:: Provided data ::
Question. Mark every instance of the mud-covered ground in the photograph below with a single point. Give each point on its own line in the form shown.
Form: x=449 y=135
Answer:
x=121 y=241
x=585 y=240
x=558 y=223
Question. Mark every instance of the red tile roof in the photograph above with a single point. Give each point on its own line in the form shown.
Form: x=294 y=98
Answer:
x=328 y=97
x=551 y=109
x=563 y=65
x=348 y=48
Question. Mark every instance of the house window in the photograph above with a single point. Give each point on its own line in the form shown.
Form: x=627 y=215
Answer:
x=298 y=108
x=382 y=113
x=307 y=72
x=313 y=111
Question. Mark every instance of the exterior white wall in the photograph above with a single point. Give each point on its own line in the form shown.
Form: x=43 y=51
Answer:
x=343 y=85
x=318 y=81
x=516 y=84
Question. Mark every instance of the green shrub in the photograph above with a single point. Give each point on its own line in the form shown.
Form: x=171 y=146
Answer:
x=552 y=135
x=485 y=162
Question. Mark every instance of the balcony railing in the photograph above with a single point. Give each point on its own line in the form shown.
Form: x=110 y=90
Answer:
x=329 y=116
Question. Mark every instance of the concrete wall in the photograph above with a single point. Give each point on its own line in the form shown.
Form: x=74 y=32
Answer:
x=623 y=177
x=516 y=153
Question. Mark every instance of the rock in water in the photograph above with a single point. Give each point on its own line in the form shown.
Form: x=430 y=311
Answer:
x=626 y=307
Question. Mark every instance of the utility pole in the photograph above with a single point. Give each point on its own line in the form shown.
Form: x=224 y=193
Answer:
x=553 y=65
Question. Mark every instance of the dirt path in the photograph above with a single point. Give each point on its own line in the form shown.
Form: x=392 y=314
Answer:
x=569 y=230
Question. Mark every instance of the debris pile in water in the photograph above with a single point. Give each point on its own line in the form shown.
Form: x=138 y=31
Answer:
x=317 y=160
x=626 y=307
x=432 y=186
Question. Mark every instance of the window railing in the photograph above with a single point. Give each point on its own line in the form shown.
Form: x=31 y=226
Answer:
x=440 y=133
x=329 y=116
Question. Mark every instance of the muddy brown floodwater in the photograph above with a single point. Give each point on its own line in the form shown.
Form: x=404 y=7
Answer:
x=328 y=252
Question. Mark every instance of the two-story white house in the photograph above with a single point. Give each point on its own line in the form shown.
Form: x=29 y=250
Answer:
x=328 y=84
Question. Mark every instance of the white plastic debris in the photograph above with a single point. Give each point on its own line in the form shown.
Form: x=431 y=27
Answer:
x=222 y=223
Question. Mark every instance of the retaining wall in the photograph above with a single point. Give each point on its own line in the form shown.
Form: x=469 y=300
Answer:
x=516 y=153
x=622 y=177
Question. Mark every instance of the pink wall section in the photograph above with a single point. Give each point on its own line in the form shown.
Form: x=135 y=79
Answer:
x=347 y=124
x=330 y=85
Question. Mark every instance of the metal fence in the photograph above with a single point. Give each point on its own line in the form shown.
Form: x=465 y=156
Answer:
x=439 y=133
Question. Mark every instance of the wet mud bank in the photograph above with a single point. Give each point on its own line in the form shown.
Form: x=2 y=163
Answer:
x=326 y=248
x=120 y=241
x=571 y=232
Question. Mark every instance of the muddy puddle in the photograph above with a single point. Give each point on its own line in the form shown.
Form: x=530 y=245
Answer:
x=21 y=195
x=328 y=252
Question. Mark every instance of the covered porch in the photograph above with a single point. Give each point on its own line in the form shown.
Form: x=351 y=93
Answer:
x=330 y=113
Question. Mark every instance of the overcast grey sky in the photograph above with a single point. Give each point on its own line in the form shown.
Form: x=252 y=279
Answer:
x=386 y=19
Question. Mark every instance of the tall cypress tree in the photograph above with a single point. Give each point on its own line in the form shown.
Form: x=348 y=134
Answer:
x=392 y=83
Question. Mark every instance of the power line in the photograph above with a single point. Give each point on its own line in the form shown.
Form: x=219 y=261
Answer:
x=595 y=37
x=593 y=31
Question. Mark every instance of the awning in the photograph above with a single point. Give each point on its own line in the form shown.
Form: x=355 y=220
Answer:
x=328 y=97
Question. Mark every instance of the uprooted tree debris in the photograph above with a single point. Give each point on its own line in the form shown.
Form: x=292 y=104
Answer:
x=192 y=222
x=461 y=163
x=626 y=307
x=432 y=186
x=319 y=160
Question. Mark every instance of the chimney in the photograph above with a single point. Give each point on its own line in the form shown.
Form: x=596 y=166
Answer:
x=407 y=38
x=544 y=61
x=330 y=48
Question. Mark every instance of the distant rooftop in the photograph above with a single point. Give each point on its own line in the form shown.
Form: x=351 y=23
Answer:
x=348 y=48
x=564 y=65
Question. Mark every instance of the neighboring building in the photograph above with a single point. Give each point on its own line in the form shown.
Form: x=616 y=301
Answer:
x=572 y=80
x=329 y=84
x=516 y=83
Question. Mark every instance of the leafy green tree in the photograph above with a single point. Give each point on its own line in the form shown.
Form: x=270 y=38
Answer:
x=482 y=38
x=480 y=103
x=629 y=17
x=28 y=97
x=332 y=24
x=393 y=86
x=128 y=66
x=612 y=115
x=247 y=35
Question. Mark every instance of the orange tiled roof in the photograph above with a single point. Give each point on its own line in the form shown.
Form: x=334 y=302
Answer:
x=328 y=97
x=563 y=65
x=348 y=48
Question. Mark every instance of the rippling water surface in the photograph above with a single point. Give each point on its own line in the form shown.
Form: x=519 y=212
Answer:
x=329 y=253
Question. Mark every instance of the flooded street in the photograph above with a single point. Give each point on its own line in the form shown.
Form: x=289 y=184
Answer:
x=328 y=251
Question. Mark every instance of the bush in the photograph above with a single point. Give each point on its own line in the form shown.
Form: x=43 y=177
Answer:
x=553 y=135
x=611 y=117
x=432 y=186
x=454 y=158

:: Stated exercise ::
Quote the lines of the listing above that run from the line with "Question. Mark every instance of the chimney" through its last line, both included, and nothing else.

:: Result for this task ::
Question. Mark every instance of the chimney in the photograph above with a single point. Give each point on its own line in the form shown.
Form: x=596 y=166
Answer:
x=407 y=38
x=544 y=61
x=330 y=48
Question. Mark every instance of the distant rooftop in the photograph above with a single point. Give each point on its own line in the form shown.
Form: x=351 y=23
Answer:
x=348 y=48
x=564 y=65
Question. Mark every instance of the neighboring building in the photograph above with a single point. Give each point on its own line in the form shown.
Form: x=616 y=301
Answer:
x=572 y=80
x=329 y=84
x=516 y=83
Question. Mark every instance of the leafy green tree in the photograph above with a single point. Give each point on its own line in the form shown.
Form: x=270 y=38
Answer:
x=482 y=38
x=480 y=103
x=629 y=17
x=28 y=97
x=332 y=24
x=393 y=86
x=128 y=66
x=612 y=115
x=247 y=35
Question. Mark every instance of the orange tiled roof in the photograph above with a single point. Give each point on its own line in the form shown.
Form: x=334 y=302
Answer:
x=328 y=97
x=563 y=65
x=348 y=48
Question. Mark every instance of the rippling water surface in the photograph above with a single point. Give each point on its own line in the form shown.
Form: x=519 y=212
Answer:
x=329 y=253
Question. Mark every instance of the flooded street in the photograph above with a single point. Give each point on its own line in the form shown.
Form: x=289 y=184
Answer:
x=328 y=251
Question. Mark every instance of the bush in the photograph above with a single point. Give each point on its own line in the form shown.
Form: x=43 y=177
Answer:
x=553 y=135
x=611 y=117
x=432 y=186
x=454 y=158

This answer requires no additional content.